▶ **Required task a**: In the asparagus soup recipe, for how long should the asparagus and broth simmer once covered?

▶ **Selection**:
■ ■ ■ ■ ■

This creamy asparagus soup is the best way to celebrate spring. It's light, healthy, and made without cream—the perfect vegetarian meal!
Prep Time15 minutes
Cook Time30 minutes
Total Time45 minutes
Course: Soup
Cuisine: American
Keyword: Asparagus Soup, Asparagus Soup Recipe, Soup Recipe
Servings: 4 servings
Author: Lisa Bryan

Equipment

Ingredients

  • 2 tablespoons extra-virgin olive oil
  • 1 large yellow onion diced
  • 2 celery stalks diced
  • 3 garlic cloves
  • 1 teaspoon kosher salt
  • ¼ teaspoon ground black pepper
  • 2 pounds asparagus (about 2 bunches) woody ends trimmed and stalks chopped (reserve some of the tips for garnish)
  • 4 cups vegetable or chicken broth
  • 1 tablespoon fresh lemon juice
  • 2 tablespoons roughly chopped fresh herbs (parsley, basil, dill, chives, etc)
  • ¼ small avocado diced

Instructions

  • Saute the veggies. Heat the oil in a large pot over medium heat. Add the onion and celery and saute for 3 to 4 minutes, until softened. Add the garlic, salt, and pepper, and cook for another 30 seconds.
    Cooked onions and bell peppers in a pot.
  • Add the asparagus and broth. Add the asparagus and broth, bring to a boil, then turn the heat to low. Cover and simmer for 20 to 25 minutes, until the asparagus is very tender.

■ ■ ■ ■ ■

▶ **Material for the task**:

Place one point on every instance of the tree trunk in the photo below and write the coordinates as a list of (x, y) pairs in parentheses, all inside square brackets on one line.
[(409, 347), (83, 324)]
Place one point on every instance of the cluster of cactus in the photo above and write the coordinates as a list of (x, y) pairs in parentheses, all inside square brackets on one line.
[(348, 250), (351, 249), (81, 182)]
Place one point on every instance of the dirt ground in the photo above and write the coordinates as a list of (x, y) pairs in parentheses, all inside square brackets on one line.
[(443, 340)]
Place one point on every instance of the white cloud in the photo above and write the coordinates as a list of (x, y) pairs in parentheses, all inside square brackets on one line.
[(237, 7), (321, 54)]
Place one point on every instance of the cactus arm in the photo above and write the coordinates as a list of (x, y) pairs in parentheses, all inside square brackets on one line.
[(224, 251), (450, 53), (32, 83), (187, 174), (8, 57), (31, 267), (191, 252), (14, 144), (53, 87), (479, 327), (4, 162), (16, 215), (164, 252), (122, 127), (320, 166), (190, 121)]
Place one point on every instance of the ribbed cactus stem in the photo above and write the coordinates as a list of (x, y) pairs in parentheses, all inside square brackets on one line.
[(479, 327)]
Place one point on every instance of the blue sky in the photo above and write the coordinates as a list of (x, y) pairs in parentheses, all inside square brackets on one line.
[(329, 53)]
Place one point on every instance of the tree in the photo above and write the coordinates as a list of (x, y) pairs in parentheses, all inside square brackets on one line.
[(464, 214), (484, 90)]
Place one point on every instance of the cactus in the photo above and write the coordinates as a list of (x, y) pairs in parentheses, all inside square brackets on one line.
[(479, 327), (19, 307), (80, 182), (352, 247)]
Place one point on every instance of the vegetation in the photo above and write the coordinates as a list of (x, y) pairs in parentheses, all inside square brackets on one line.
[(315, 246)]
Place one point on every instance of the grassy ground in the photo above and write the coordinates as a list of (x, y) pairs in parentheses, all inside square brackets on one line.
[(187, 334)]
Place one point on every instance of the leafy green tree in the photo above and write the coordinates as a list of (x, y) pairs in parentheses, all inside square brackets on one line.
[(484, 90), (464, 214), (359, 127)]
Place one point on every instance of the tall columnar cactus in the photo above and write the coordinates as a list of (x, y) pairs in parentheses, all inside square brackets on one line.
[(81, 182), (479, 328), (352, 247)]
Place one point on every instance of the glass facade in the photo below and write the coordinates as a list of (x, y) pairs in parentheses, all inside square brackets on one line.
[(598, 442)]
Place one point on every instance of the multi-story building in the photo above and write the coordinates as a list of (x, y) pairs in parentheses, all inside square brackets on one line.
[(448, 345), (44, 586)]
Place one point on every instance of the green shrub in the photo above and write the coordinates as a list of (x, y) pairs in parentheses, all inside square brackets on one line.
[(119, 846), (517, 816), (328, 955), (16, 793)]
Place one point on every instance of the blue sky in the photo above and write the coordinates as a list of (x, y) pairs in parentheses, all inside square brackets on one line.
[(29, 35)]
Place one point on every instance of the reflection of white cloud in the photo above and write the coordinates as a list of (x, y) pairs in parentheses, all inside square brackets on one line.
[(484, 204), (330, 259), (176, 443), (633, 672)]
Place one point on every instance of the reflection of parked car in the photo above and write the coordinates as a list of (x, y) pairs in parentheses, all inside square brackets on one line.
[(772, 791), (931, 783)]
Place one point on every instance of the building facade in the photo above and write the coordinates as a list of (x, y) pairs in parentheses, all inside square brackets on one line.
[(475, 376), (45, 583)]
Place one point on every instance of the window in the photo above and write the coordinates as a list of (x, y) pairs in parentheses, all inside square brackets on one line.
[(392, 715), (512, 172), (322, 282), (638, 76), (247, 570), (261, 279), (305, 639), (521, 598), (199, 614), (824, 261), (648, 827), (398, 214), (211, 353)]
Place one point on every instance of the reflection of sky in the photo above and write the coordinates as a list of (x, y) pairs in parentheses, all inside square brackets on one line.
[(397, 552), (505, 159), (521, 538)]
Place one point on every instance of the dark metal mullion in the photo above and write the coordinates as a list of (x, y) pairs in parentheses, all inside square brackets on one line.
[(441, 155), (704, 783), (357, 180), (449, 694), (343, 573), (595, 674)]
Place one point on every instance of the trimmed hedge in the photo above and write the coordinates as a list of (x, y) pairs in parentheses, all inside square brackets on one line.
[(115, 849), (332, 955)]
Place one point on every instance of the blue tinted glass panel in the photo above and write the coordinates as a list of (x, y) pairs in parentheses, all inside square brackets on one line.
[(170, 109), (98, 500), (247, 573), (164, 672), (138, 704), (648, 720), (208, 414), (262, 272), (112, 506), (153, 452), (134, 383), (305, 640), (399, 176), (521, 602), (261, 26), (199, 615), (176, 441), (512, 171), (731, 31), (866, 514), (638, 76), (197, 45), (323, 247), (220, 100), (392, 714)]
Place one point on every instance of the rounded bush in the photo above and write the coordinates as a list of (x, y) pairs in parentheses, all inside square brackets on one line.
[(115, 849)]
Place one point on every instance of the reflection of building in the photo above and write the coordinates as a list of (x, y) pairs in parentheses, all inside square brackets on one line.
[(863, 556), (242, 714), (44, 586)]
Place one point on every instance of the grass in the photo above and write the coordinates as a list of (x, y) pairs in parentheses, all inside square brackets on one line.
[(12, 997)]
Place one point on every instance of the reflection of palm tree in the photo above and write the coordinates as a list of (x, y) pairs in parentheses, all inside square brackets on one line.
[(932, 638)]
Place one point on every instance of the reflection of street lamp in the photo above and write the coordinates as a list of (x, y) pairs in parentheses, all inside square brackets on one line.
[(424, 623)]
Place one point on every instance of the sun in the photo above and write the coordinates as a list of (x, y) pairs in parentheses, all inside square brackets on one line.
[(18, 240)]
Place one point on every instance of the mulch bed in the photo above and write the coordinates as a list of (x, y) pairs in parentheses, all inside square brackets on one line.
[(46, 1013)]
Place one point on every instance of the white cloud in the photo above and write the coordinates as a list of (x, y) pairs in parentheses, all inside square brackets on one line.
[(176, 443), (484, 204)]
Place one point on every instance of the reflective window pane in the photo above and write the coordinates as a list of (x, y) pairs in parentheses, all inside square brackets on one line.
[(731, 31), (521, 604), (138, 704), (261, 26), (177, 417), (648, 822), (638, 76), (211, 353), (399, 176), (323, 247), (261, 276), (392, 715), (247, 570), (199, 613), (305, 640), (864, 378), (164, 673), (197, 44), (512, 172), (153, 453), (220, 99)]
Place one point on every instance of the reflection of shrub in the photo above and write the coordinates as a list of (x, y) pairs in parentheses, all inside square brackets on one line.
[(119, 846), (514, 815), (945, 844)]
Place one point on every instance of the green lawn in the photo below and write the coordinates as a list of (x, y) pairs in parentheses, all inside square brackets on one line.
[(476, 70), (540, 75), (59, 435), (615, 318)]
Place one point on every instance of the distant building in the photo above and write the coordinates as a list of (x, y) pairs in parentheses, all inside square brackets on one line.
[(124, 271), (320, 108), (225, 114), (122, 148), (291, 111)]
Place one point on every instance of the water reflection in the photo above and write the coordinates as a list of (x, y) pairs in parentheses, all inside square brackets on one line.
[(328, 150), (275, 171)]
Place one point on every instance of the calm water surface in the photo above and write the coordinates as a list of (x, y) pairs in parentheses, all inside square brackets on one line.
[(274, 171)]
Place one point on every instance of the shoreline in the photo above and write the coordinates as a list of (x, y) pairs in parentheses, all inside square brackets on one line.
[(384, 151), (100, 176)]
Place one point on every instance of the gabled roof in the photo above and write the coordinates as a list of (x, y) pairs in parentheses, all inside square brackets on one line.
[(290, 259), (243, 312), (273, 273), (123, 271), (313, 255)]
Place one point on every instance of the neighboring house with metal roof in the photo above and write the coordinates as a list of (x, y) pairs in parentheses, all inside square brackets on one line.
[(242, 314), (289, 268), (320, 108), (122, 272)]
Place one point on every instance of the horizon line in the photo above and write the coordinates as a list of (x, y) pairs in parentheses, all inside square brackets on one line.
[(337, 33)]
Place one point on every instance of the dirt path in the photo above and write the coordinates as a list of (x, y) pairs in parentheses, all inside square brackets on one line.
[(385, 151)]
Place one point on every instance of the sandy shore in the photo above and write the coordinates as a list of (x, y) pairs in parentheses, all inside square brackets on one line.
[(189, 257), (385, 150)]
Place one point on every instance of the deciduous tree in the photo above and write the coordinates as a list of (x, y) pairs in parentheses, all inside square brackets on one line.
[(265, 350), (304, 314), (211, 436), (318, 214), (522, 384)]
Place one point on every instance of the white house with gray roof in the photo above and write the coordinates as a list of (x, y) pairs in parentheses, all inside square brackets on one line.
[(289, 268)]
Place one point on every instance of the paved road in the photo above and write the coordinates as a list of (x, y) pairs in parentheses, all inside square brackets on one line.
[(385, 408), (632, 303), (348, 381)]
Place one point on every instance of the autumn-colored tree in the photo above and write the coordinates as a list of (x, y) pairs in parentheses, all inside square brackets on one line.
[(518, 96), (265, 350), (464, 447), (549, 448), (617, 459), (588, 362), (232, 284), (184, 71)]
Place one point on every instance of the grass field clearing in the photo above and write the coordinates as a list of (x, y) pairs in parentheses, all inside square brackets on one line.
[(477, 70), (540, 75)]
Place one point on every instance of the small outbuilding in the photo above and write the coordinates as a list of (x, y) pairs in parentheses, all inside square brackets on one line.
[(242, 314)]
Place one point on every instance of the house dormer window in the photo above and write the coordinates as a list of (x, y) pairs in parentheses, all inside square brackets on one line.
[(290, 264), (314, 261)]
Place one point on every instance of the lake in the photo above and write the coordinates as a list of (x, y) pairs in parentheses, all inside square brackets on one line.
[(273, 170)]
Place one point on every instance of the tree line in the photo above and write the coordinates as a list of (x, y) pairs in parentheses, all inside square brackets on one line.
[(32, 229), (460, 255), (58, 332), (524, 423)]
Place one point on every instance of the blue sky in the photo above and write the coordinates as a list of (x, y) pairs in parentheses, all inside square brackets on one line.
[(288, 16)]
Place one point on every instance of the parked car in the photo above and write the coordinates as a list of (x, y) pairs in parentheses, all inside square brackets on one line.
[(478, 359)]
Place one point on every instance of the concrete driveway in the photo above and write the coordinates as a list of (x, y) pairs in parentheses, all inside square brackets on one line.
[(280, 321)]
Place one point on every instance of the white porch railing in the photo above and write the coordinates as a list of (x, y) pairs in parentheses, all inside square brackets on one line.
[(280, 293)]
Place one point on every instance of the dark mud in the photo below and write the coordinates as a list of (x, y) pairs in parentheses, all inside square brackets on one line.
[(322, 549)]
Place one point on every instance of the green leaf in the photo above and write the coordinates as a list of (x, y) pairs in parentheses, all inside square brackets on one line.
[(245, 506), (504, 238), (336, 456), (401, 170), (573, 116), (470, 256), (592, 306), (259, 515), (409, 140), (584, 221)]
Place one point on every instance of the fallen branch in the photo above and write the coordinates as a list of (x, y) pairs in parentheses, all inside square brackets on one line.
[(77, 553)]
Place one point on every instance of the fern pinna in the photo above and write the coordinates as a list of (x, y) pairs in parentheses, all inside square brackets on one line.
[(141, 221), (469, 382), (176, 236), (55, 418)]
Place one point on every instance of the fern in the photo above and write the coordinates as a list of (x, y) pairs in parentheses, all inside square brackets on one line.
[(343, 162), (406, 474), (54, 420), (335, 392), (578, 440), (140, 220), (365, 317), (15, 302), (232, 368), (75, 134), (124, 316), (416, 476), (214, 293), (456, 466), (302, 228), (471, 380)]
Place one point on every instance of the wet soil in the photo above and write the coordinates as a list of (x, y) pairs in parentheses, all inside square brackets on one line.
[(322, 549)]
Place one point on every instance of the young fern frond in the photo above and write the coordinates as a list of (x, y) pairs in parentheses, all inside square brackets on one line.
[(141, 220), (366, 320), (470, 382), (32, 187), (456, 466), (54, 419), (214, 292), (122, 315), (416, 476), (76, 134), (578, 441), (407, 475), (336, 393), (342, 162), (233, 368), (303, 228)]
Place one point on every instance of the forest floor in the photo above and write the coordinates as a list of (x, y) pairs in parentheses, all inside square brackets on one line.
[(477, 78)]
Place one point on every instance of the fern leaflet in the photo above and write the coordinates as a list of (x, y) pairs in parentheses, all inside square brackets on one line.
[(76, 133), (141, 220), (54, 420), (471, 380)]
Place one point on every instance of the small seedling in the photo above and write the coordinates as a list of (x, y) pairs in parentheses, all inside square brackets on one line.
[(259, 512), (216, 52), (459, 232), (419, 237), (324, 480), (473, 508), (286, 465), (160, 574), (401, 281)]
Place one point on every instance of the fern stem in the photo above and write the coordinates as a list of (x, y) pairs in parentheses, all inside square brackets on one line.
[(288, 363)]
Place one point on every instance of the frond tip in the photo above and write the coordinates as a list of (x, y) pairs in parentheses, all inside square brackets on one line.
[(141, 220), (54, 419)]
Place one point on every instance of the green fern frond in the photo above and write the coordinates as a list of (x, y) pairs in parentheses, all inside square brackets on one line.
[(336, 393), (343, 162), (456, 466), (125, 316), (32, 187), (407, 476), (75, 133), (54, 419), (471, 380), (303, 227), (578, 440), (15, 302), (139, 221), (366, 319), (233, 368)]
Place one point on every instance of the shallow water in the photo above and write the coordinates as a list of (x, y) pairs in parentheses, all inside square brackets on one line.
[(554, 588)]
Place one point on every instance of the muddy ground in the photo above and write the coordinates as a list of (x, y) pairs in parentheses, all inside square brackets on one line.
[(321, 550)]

■ ■ ■ ■ ■

▶ **Required task b**: Reproduce the listing's lines verbatim, starting at the line that contains "Place one point on every instance of the fern pinna" and ending at the line that contains "[(141, 221), (469, 382), (176, 236), (55, 418)]". Output only those lines.

▶ **Task solution a**: 20 to 25 minutes, until the asparagus is very tender.

▶ **Task solution b**:
Place one point on every instance of the fern pinna in the photo above and write the coordinates as a list of (x, y) pairs in parentheses, all inside square brackets on one line.
[(141, 221), (469, 382), (176, 236), (55, 418)]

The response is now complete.